> [Task item] Exactly the lines from the line containing "the black trousers." through the last line of the entries below should appear in the answer, reproduced verbatim.

[Saved entries]
◆ ◆ ◆ ◆

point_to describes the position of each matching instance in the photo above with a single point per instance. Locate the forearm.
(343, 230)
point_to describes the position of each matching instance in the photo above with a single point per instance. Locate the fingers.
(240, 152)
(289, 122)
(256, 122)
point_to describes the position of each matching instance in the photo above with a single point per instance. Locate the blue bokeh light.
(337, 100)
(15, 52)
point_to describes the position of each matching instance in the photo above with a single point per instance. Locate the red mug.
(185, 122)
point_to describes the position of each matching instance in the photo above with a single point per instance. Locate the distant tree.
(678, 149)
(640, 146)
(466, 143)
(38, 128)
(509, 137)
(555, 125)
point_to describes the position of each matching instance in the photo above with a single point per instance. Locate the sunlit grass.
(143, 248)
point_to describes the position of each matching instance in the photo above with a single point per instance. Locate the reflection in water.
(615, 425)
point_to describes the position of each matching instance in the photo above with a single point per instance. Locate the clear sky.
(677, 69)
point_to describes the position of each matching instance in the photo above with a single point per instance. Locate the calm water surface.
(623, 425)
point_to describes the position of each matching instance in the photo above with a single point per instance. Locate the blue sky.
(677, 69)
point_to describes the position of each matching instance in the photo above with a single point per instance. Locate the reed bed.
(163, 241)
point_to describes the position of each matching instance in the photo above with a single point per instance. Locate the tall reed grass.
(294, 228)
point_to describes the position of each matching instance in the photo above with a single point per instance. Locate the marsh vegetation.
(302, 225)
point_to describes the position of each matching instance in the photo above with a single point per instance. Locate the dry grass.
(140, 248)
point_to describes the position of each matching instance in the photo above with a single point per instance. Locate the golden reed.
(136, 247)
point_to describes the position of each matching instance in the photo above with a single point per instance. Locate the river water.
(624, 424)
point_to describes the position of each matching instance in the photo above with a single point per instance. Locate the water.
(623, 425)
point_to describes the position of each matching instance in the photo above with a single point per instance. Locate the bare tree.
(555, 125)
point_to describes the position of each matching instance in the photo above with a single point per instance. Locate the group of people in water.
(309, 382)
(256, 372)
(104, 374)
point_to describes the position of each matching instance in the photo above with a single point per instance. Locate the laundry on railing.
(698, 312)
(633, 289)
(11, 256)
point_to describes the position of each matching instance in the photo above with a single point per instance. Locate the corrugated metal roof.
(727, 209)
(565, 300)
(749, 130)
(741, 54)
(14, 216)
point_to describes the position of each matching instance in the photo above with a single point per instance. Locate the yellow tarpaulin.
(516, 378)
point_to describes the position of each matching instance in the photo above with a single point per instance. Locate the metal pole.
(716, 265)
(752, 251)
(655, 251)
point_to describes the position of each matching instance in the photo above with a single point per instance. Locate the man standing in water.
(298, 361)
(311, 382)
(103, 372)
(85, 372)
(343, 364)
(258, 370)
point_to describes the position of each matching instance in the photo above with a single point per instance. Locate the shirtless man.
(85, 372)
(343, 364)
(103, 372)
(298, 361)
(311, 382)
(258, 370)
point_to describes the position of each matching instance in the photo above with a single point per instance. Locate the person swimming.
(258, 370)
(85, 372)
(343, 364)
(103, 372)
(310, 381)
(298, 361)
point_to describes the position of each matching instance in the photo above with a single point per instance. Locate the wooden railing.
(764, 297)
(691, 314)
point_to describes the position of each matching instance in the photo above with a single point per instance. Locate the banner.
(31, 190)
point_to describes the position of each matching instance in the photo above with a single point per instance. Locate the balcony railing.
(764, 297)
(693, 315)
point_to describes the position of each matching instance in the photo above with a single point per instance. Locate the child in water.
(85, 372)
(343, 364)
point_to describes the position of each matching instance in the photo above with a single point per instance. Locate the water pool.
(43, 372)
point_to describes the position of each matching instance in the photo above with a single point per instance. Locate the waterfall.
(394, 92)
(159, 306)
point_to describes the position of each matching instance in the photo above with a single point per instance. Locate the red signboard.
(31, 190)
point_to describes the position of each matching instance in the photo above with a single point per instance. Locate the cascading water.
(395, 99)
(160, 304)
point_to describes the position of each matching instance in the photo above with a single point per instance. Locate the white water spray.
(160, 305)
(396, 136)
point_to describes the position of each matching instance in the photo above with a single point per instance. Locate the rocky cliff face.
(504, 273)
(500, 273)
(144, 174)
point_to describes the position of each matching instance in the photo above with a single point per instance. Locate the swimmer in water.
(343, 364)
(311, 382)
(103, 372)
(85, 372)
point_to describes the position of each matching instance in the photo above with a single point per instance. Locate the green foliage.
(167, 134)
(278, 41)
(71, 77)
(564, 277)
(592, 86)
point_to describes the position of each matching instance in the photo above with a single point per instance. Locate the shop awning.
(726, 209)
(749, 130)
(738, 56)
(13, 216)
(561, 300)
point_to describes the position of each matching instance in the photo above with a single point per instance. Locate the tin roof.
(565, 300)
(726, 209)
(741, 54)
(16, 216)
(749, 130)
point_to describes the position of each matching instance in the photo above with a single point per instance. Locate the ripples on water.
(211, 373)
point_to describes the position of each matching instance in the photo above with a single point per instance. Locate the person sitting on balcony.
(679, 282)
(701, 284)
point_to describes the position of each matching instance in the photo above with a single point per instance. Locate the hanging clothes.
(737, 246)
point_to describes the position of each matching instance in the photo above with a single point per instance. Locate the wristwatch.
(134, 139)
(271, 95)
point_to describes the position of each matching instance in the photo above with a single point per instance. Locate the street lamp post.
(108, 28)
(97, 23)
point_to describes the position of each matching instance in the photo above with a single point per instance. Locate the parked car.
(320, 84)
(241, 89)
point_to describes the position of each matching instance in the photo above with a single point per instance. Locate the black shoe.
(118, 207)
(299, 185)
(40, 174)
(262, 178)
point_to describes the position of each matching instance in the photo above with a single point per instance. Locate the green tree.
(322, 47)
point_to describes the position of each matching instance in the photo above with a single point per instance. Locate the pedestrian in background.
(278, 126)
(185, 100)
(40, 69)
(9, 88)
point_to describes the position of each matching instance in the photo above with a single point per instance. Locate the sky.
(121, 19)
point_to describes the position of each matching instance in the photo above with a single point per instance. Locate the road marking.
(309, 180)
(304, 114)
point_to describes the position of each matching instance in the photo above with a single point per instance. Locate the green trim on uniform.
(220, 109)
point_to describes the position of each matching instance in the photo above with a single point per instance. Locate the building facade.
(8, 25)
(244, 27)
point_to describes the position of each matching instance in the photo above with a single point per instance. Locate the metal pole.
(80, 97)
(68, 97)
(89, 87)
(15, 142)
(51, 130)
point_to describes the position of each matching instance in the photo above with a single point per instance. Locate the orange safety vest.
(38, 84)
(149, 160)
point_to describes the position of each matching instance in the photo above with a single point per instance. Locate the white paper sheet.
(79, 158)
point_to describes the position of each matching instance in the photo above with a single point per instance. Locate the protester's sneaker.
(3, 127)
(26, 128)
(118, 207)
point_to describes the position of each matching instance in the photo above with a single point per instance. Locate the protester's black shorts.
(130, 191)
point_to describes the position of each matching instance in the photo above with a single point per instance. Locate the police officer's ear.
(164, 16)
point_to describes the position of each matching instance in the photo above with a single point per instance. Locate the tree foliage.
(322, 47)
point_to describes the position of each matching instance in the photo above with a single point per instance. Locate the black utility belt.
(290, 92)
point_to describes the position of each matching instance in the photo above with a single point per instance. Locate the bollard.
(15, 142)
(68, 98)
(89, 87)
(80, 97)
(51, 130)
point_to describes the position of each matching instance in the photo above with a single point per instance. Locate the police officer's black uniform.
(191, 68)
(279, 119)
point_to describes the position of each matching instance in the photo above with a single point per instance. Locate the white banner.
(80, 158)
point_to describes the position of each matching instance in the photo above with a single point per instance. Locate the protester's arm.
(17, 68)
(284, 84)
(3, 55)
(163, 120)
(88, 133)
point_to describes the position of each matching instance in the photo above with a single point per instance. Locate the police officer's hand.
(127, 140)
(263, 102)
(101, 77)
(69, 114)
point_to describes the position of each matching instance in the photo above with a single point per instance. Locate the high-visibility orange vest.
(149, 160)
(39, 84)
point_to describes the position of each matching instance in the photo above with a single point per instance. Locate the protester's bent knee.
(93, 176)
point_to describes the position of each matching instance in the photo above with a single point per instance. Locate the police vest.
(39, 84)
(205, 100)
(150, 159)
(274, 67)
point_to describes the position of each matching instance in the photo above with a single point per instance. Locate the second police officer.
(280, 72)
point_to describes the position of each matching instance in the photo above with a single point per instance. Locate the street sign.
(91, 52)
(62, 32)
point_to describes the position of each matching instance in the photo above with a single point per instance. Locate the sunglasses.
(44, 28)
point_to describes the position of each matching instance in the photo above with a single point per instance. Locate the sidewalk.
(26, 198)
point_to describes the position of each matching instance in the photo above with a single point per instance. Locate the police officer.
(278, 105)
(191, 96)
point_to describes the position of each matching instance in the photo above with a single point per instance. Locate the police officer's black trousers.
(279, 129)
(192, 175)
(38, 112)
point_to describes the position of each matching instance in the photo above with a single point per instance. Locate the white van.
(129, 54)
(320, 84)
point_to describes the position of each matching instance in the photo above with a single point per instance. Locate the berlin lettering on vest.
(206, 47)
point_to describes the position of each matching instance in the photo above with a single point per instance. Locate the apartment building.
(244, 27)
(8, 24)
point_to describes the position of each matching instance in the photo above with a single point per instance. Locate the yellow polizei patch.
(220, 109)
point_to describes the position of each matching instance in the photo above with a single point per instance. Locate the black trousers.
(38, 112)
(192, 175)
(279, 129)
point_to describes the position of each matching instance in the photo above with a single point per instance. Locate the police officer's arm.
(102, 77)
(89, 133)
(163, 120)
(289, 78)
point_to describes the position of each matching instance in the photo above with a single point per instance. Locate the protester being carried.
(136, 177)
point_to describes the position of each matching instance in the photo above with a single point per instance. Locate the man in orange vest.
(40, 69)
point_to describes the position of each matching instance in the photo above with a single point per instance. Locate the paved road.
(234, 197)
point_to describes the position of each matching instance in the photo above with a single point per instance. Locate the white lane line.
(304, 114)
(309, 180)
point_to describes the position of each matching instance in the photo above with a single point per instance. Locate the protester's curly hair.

◆ ◆ ◆ ◆

> [Solution for this exercise]
point_to describes the position of each matching instance in the photo above with a single point per instance. Locate the black trousers.
(38, 112)
(192, 175)
(279, 129)
point_to describes the position of each matching instance in the photo above with a single point per instance. Locate the police officer's arm.
(102, 77)
(89, 133)
(163, 120)
(289, 78)
point_to describes the position of each matching instance in the photo above with a single point per instance. Locate the protester being carried.
(136, 177)
point_to describes the position of each matching instance in the photo above with a single point per instance. Locate the man in orange vest.
(40, 69)
point_to describes the position of each matching instance in the photo above with a single point per instance. Locate the paved road.
(234, 197)
point_to describes the position of each matching instance in the photo above with a single point per instance. Locate the white lane line.
(304, 114)
(309, 180)
point_to describes the position of each matching instance in the photo above with a single point per instance. Locate the protester's curly hair.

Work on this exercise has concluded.